Goal: Show each line in the entries below that contains the word "roof", copying every such line in full.

Given information:
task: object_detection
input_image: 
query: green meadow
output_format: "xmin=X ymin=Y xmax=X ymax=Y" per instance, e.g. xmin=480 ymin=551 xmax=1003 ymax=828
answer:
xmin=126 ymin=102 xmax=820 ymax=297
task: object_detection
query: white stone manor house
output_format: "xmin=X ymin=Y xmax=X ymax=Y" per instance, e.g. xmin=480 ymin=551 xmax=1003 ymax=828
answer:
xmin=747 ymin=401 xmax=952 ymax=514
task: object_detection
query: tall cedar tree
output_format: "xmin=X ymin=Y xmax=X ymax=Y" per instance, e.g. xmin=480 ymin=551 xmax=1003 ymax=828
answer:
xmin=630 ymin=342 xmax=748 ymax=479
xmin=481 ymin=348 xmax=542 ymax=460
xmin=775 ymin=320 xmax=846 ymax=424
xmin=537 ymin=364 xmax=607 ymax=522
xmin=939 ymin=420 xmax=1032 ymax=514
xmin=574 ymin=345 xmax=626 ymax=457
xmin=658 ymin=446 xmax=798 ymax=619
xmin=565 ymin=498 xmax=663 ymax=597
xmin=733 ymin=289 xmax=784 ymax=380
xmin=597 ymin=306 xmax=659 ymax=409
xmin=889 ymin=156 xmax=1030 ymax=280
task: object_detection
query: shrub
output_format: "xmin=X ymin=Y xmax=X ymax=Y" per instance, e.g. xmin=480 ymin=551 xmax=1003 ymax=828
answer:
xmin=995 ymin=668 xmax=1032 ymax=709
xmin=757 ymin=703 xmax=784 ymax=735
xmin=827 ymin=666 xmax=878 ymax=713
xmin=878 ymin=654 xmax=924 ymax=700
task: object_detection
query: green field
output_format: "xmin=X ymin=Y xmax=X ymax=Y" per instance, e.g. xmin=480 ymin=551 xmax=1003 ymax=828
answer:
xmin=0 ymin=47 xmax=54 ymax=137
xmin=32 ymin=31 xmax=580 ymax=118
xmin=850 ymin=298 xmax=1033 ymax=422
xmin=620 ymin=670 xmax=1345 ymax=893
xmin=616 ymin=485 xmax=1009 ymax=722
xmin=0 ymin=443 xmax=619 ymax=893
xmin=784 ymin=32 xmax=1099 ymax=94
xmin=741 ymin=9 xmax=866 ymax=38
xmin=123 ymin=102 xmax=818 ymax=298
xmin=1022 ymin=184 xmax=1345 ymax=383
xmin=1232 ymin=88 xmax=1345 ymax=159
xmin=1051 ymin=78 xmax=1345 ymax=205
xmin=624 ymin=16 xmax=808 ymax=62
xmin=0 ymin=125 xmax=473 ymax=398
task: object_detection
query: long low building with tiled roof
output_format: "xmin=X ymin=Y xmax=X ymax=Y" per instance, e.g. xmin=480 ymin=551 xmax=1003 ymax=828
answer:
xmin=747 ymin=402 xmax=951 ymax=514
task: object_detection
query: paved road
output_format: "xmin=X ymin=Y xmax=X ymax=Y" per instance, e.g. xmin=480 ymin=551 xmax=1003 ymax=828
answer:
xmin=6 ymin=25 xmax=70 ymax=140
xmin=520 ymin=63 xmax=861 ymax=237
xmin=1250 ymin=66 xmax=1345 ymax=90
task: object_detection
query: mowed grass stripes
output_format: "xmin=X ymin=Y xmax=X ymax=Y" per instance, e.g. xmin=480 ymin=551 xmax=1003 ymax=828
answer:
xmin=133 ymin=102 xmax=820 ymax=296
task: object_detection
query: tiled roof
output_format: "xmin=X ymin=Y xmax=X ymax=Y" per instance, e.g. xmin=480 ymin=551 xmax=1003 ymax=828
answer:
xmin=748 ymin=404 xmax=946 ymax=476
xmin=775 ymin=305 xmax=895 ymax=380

Full response:
query: long low building with tiled roof
query: tiled roof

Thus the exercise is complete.